___ EXTRACT

Regular expression Puzzles

Question 1

Find: "\s* \s" 

Replace: ","

Explanation: The goal of this regex is to convert whitespace-separated text into CSV format. It finds one or more spaces before and after another space and replaces them with a comma.

Question 2

Find: "(\w+), (\w+), ((.+)$)" 

Replace: "\2 \1 (\3)"

Explanation: This regex captures three groups: two words and the remaining line. The replacement reorders them and wraps the third group in parentheses.

Question 3

Find: "(\d{4})" 

Replace: "\n(\1)"

Explanation: This expression locates any sequence of four digits and replaces it with the same digits on a new line, enclosed in parentheses.

Question 4

Find: "(\d{4})\s+(.*?)(\.mp3)" 

Replace: "\2_(\1\3)"

______
___ STORED DATA

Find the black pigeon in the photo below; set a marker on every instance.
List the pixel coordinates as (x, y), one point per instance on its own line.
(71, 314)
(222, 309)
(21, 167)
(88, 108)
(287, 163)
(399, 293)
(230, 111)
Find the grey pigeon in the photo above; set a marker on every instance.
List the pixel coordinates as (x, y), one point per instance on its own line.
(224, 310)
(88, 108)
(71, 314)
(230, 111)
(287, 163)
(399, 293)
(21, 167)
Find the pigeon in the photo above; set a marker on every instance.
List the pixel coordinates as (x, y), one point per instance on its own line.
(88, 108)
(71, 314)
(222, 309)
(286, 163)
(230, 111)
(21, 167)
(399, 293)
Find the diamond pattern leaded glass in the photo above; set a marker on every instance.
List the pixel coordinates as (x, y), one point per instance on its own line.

______

WHAT TO WORK ON:
1. Answer these questions from the regular expression puzzles, one per line.
(a) What replacement string is given for Question 1?
(b) According to the explanation for Question 2, what three groups does its regex capture?
(c) What does the expression in Question 3 locate?
2. Carry on the regular expression puzzles from the point where they stop.

ACTIVITY ANSWERS:
1.
(a) ","
(b) Two words and the remaining line.
(c) Any sequence of four digits.

2.
Explanation: This regex removes a 4-digit prefix and any following whitespace from a filename. It then moves the number to the end and renames the file with the pattern: title_(year.mp3).

Question 5

Find: "(\w)(?:\w*),(\w+),(\d+(?:\.\d+)?),(\d+)" 

Replace: "\1_\2,\4"

Explanation: This regex targets rows with four comma-separated fields: two words, a decimal number, and an integer. It abbreviates the first word to its first letter, appends an underscore, retains the second word and last number, and drops the decimal value.

Question 6

Find: "(\w)(?:\w*),(\w{4})\w*,\d+(?:\.\d+)?,(\d+)"  

Replace: "\1_\2,\3"

Explanation: This pattern captures the first letter of the first word, the first four letters of the second word, and the last integer. It formats the result as: firstLetter_fourLetters,lastNumber.

Question 7

Find: "(\w{3})\w*,(\w{3})\w*,\d+(?:\.\d+)?,(\d+)" 

Replace: "\1\2,\3"

Explanation: This regex extracts the first three letters of the genus and species names, followed by the last number in each line. It rearranges the order in the replacement string.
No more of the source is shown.